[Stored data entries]
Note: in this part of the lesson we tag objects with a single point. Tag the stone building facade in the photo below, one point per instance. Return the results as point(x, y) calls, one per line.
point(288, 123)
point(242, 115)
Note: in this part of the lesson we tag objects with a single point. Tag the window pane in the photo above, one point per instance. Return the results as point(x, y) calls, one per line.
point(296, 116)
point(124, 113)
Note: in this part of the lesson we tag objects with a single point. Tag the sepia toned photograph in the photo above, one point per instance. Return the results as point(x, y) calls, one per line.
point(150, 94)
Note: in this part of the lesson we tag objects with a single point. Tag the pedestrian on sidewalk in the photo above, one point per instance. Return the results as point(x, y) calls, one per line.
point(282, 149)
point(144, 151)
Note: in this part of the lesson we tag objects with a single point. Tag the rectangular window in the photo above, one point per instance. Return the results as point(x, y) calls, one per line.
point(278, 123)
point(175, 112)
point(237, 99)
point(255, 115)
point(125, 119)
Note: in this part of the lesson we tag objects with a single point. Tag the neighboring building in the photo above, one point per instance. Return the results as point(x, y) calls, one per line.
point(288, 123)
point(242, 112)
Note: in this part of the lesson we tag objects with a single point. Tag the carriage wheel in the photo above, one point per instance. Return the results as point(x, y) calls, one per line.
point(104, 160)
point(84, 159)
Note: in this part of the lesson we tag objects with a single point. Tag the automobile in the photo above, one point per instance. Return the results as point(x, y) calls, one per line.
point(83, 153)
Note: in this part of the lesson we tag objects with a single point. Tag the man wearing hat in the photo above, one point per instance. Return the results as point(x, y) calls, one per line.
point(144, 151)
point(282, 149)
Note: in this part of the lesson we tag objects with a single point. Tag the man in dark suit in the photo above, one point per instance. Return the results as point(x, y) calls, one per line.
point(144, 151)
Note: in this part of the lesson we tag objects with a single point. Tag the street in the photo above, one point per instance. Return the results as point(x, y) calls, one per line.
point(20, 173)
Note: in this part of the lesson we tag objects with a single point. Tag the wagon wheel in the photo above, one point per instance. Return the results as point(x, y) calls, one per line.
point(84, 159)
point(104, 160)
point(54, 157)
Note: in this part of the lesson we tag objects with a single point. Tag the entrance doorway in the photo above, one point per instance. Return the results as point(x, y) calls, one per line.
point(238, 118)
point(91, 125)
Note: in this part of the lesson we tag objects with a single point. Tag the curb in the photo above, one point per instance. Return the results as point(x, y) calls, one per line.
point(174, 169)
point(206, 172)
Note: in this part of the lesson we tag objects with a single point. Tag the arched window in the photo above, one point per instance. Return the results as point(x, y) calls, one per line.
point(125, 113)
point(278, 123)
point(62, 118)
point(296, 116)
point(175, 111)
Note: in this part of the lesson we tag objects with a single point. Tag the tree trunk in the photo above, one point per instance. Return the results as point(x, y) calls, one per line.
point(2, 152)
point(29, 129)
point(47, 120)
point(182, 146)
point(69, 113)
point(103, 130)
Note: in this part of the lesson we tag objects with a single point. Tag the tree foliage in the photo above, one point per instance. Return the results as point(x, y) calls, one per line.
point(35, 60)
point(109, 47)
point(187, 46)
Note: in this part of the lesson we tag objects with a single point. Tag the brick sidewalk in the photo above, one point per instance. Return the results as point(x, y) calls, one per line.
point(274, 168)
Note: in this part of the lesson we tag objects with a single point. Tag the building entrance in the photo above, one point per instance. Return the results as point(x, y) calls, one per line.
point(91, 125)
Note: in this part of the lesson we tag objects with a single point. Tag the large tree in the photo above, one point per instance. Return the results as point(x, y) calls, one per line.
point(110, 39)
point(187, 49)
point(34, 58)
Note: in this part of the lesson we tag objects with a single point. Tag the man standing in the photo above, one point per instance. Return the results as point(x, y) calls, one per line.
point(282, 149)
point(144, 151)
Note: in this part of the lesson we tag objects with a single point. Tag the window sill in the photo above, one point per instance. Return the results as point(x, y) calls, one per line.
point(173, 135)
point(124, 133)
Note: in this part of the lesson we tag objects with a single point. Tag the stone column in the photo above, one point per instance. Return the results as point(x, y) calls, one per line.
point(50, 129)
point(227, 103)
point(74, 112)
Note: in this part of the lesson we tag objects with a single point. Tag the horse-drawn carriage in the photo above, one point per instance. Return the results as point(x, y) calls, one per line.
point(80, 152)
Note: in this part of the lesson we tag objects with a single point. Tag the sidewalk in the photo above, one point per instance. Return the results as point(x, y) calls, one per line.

Exercise instructions = Please quote all of the entries above word for word, from the first to the last.

Result below =
Note: in this part of the lesson we tag objects with a single point. Tag the stone building facade in the photo below, one point per instance. Return the results as point(x, y) calls, one per line.
point(288, 123)
point(242, 115)
Note: in this part of the lesson we tag objects with a single point. Tag the window pane in the photo above, one point per instance. Return the results as point(x, y) calls, one per line.
point(296, 116)
point(124, 113)
Note: in this part of the lesson we tag objects with a single point. Tag the sepia toned photograph in the photo above, one point per instance. Return the results as point(x, y) calls, one per line.
point(150, 94)
Note: in this part of the lesson we tag objects with a single point. Tag the pedestrian on sidewalk in the photo above, one point per instance. Return the results as point(x, y) calls, one per line.
point(282, 149)
point(144, 151)
Note: in this part of the lesson we tag objects with a single point. Tag the rectangular window in the photo above, one point per instance. Return the results as point(x, y) calls, one per line.
point(278, 123)
point(175, 112)
point(237, 99)
point(255, 115)
point(125, 119)
Note: in this part of the lesson we tag objects with a single point. Tag the neighboring building in the photo above, one point per instance. Return the results as point(x, y) calls, one per line.
point(288, 123)
point(242, 112)
Note: in this part of the lesson we tag objects with a single point. Tag the carriage wheel in the photo above, one point per instance. Return the results as point(x, y) calls, one per line.
point(104, 160)
point(84, 159)
Note: in this part of the lesson we tag objects with a single point. Tag the automobile in the photo above, one point per instance. Return the results as point(x, y) calls, one per line.
point(83, 153)
Note: in this part of the lesson we tag objects with a single point. Tag the man wearing hat in the photo above, one point per instance. Return the results as point(x, y) calls, one per line.
point(144, 151)
point(282, 149)
Note: in this part of the lesson we tag objects with a single point. Tag the man in dark suit in the photo above, one point per instance. Return the results as point(x, y) calls, one per line.
point(144, 151)
Note: in this part of the lesson we tag objects with a single point. Tag the street in the photo above, one point per instance. Return the results as point(x, y) calls, one per line.
point(20, 173)
Note: in this part of the lesson we tag objects with a single point. Tag the wagon wheel in the photo above, one point per instance. Return the results as point(x, y) calls, one per line.
point(84, 159)
point(104, 160)
point(54, 157)
Note: in this part of the lesson we tag objects with a single point. Tag the entrance doorway in the photo above, one point per instance. Return the results as point(x, y) calls, one per line.
point(238, 118)
point(91, 125)
Note: in this part of the lesson we tag objects with a single point. Tag the curb in the photo above, one point per instance. Return the results as point(x, y) calls, one per line.
point(174, 169)
point(206, 172)
Note: in this part of the lesson we tag objects with a single point. Tag the arched window in the photo above, one point per instance. Return the results as point(x, y) calls, one per line.
point(125, 113)
point(278, 123)
point(62, 118)
point(296, 116)
point(175, 111)
Note: in this part of the lesson we tag objects with a single point. Tag the tree trunk in the photo above, one point per instance. Return the results as point(x, y) calls, one per line.
point(2, 152)
point(29, 129)
point(47, 120)
point(182, 146)
point(69, 113)
point(103, 130)
Note: in this part of the lesson we tag objects with a single point. Tag the tree foliage in the photo above, one point per instance. Return the results as point(x, y) calls, one per line.
point(35, 60)
point(109, 47)
point(187, 46)
Note: in this part of the lesson we tag objects with a single point. Tag the brick sidewalk in the photo above, one point per instance. Return the results as point(x, y) calls, one per line.
point(274, 168)
Note: in this part of the lesson we tag objects with a single point. Tag the building entrance in the photo above, one point per instance. Return the results as point(x, y) calls, one per line.
point(91, 125)
Note: in this part of the lesson we tag objects with a single point. Tag the large tree in the photo above, one point per instance. Return the results as point(x, y) calls, one per line.
point(110, 39)
point(187, 49)
point(34, 58)
Note: in this part of the lesson we tag objects with a single point. Tag the man standing in the photo above, one point per instance. Return the results as point(x, y) calls, one per line.
point(282, 149)
point(144, 151)
Note: in this part of the lesson we tag objects with a single point. Tag the window sill in the photo above, one point per instance. Return the results as point(x, y) calls, one per line.
point(173, 135)
point(124, 133)
Note: in this part of the lesson we tag objects with a single point. Tag the stone column in the photo above, one point per instance. Return the results as point(x, y) calls, one per line.
point(50, 129)
point(227, 103)
point(74, 112)
Note: in this part of the lesson we tag objects with a single point. Tag the horse-drawn carriage in the photo above, one point per instance. Return the results as point(x, y) calls, one per line.
point(80, 152)
Note: in this part of the lesson we tag objects with a single point. Tag the sidewalk in the photo above, one point per instance. Return the results as point(x, y) calls, one per line.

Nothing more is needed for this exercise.